§ Short task
Copy out every one of the rows below word for word, leaving out the pictures.

§ Entries supplied
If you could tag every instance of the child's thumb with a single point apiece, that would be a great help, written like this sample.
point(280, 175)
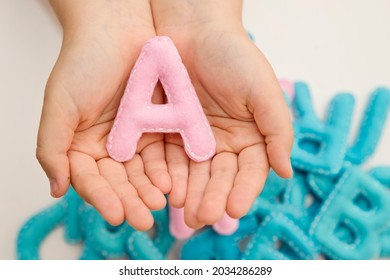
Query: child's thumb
point(55, 136)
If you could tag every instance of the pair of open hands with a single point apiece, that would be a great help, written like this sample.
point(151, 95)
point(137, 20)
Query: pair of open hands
point(235, 84)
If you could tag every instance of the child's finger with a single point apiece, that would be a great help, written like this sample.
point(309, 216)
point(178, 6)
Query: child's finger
point(136, 212)
point(223, 172)
point(178, 162)
point(274, 122)
point(150, 195)
point(253, 169)
point(55, 136)
point(94, 188)
point(199, 176)
point(153, 157)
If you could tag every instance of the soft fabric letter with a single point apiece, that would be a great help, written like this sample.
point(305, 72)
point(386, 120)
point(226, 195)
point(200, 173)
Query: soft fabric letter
point(160, 60)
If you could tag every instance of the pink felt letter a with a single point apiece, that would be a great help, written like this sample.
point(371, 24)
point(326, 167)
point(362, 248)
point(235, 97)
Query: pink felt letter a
point(160, 60)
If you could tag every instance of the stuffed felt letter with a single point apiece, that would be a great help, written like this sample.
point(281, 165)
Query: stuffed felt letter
point(160, 60)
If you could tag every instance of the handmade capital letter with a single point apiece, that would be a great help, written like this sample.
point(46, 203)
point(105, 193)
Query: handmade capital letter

§ Response to this task
If you could tag every instance of the child's thumb with a single point apiece, that would be a great help, written like this sample.
point(280, 175)
Query: child's thumb
point(55, 136)
If you could tag every instance of the pair of open hands with a single point apiece, that would be a great help, written like this sample.
point(151, 95)
point(137, 20)
Query: pair of open hands
point(235, 84)
If you could tag every instance of the child's finger with a single point apiece, that would be a great help, written like this sample.
point(309, 216)
point(178, 6)
Query: child's finger
point(136, 212)
point(223, 172)
point(178, 162)
point(274, 122)
point(150, 195)
point(253, 169)
point(55, 136)
point(94, 188)
point(199, 176)
point(153, 157)
If you could tag every instance of the soft fabric letter with a single point apiece, that would be a great help, written like this sample.
point(305, 72)
point(386, 120)
point(226, 195)
point(200, 173)
Query: soft fabric letter
point(160, 60)
If you could tag every instance of the pink felt letter a with a single point apiece, that would be a great help, written like this sample.
point(371, 24)
point(326, 167)
point(362, 248)
point(235, 97)
Query: pink felt letter a
point(160, 60)
If you could tag every instance of the stuffed felt letter with a single point apiece, that would be a great help, written like this sample.
point(281, 165)
Query: stuffed felt letter
point(160, 60)
If you could tag every instance of the handmade capital letter with a single point apiece, that would be a great help, written like this sample.
point(46, 203)
point(105, 193)
Query: handmade capital letter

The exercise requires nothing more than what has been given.